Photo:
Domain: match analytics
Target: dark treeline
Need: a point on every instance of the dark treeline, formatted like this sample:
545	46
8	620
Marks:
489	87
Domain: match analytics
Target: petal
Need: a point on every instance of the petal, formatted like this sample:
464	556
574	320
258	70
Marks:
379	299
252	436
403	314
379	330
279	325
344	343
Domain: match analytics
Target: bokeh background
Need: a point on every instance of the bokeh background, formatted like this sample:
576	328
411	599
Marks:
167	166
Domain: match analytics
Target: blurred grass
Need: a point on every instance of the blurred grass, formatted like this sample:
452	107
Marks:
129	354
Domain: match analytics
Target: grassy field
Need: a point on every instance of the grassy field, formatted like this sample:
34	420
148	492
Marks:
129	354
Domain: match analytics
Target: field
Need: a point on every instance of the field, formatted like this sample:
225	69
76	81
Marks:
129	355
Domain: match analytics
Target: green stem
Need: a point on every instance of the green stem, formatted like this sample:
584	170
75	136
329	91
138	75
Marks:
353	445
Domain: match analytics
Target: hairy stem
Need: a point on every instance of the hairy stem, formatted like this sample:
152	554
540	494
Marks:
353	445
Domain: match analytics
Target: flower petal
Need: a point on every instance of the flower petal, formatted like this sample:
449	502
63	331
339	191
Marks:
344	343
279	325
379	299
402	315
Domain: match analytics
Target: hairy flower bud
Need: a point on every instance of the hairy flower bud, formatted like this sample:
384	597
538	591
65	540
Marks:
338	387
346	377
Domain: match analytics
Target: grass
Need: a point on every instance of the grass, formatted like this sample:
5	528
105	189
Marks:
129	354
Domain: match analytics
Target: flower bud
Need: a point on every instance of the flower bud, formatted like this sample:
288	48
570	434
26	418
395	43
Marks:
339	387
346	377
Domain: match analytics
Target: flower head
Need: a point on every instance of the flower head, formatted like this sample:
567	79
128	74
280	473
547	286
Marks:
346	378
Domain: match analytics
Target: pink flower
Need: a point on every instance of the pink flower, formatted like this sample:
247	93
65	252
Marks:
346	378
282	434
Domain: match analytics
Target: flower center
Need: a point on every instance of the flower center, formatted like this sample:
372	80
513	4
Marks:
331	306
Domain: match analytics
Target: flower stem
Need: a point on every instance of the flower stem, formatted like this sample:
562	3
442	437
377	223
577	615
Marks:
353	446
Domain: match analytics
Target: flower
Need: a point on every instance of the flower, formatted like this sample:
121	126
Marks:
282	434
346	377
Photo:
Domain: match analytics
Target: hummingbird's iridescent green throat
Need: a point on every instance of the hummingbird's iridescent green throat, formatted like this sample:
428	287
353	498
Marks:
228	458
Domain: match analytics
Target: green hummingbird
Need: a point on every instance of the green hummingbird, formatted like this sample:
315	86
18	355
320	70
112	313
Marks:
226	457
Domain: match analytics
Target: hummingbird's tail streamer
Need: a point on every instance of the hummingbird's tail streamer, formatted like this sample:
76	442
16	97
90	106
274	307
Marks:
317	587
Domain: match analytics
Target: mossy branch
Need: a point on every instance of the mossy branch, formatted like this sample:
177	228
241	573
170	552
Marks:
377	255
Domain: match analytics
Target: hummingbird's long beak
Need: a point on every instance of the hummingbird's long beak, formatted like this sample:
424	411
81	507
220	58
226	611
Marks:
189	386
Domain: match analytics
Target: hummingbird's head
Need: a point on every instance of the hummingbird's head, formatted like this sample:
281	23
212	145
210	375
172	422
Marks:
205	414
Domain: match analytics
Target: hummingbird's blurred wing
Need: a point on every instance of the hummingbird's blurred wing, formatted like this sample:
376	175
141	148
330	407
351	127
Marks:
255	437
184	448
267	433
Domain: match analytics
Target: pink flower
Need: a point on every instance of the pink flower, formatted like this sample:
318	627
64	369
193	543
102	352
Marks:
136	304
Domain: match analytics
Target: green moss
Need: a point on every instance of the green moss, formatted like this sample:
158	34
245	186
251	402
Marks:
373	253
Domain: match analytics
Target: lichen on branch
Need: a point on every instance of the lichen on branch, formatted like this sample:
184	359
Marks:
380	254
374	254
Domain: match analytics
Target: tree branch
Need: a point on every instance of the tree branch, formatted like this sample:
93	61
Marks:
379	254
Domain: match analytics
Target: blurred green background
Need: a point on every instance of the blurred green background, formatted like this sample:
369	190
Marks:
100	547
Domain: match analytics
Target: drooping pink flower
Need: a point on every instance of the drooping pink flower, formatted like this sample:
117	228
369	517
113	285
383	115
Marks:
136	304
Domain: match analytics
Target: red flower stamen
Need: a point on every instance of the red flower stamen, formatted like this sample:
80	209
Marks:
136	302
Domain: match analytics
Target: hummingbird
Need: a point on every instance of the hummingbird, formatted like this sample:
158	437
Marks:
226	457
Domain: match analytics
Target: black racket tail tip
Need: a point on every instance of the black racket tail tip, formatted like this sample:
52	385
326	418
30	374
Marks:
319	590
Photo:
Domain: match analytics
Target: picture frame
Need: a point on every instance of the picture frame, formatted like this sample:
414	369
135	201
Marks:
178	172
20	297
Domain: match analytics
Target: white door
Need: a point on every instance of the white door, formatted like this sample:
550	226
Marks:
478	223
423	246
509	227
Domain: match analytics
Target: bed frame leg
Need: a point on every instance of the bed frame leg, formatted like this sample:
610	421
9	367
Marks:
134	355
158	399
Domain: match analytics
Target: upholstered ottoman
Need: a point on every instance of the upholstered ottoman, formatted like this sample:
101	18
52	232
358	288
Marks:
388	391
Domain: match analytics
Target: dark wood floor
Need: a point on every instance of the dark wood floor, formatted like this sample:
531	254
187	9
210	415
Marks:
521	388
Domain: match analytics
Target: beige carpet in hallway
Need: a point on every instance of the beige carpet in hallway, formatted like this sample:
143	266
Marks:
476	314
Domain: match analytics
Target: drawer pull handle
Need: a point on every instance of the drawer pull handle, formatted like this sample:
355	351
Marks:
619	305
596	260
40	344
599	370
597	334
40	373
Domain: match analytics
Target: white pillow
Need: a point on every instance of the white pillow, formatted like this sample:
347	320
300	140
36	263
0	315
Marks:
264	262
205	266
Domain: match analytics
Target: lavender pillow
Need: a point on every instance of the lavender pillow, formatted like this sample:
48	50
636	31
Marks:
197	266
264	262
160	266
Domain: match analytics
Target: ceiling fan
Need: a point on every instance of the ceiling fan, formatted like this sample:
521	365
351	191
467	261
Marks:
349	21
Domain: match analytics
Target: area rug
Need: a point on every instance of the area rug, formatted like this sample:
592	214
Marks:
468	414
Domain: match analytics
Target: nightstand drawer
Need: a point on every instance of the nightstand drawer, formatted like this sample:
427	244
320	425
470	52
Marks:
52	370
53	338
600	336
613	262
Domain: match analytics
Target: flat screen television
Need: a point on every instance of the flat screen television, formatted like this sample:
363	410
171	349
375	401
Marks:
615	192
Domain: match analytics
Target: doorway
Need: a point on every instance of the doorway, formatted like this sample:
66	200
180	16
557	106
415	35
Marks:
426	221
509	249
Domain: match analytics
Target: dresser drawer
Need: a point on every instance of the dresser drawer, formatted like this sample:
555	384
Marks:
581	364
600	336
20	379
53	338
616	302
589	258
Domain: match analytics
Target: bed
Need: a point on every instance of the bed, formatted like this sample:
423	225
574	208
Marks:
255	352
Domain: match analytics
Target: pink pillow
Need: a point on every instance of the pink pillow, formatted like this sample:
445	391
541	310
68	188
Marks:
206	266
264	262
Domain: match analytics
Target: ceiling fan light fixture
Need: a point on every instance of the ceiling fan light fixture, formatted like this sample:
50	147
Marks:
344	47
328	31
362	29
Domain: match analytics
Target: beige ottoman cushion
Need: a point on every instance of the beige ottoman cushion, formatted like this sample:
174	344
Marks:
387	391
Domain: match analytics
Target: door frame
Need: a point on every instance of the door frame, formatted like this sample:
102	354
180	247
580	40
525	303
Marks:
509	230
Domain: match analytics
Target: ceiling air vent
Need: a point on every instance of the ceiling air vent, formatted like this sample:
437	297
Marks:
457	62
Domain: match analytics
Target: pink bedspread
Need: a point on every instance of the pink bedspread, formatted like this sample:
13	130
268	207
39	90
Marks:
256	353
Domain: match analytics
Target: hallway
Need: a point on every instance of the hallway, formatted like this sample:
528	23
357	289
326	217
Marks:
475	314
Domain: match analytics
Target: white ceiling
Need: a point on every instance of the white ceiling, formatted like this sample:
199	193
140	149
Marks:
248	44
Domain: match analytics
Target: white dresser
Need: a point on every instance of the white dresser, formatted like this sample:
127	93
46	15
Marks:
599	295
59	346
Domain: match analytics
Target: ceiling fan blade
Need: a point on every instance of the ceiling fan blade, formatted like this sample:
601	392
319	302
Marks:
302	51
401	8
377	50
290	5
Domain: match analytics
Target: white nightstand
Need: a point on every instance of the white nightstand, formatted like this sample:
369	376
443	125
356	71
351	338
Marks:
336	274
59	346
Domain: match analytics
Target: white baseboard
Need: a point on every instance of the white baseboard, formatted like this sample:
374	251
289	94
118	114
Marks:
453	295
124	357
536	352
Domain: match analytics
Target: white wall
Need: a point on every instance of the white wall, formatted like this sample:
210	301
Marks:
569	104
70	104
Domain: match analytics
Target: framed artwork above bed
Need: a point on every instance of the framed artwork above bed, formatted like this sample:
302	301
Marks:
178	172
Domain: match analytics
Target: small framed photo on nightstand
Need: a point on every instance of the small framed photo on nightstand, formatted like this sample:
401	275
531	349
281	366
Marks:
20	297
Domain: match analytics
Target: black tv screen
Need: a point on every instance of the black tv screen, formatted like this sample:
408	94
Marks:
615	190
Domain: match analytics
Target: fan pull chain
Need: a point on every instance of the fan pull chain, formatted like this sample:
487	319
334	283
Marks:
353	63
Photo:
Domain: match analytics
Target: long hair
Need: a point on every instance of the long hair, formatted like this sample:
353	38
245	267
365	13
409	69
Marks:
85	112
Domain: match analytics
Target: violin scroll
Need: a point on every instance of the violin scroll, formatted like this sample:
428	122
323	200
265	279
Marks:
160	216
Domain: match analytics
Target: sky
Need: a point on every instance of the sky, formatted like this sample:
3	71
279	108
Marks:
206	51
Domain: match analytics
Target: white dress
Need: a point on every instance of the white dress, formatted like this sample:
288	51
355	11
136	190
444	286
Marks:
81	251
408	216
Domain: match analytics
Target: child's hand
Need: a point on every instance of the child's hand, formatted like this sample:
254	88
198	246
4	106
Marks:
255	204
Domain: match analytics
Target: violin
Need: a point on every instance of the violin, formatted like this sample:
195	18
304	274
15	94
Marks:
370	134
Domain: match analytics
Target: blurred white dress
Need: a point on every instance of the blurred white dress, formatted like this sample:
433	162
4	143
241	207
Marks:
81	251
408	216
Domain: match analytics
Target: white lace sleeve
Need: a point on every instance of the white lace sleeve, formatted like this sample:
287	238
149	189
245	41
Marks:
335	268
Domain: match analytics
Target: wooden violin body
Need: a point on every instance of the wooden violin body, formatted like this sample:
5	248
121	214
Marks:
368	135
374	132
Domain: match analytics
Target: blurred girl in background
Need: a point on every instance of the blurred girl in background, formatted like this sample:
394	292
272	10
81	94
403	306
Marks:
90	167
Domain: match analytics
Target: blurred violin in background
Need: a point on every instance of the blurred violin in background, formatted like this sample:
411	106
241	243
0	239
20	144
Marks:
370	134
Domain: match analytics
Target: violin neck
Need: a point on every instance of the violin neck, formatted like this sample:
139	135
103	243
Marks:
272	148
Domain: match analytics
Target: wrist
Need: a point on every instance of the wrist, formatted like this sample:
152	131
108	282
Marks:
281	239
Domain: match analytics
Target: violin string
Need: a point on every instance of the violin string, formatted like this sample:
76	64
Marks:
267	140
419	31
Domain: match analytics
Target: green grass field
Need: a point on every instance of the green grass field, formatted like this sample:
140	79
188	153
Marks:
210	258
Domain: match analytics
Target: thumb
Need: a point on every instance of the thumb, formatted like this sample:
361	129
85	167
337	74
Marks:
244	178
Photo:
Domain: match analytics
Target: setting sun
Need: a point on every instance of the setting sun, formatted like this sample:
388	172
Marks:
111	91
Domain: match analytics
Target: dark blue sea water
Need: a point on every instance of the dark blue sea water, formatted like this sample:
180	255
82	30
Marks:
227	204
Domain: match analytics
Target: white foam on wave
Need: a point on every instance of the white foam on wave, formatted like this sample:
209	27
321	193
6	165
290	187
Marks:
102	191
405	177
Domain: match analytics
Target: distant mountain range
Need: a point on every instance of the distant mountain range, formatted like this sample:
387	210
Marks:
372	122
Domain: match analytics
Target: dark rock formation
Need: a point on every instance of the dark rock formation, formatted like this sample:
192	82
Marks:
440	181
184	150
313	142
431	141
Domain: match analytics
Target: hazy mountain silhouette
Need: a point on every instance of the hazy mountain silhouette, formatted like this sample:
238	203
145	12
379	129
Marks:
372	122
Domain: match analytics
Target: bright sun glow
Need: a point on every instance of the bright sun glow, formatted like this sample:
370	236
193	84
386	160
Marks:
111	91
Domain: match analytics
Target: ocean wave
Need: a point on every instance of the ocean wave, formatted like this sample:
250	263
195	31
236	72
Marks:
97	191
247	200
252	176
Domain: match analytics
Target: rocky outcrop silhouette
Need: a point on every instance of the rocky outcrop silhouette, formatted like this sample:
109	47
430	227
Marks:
******
- _Work to be completed_
Working from the entries above, return all lines that contain "flat".

- _Solution_
Target: flat screen television
Need: a point on every instance of the flat screen television, formatted like this sample:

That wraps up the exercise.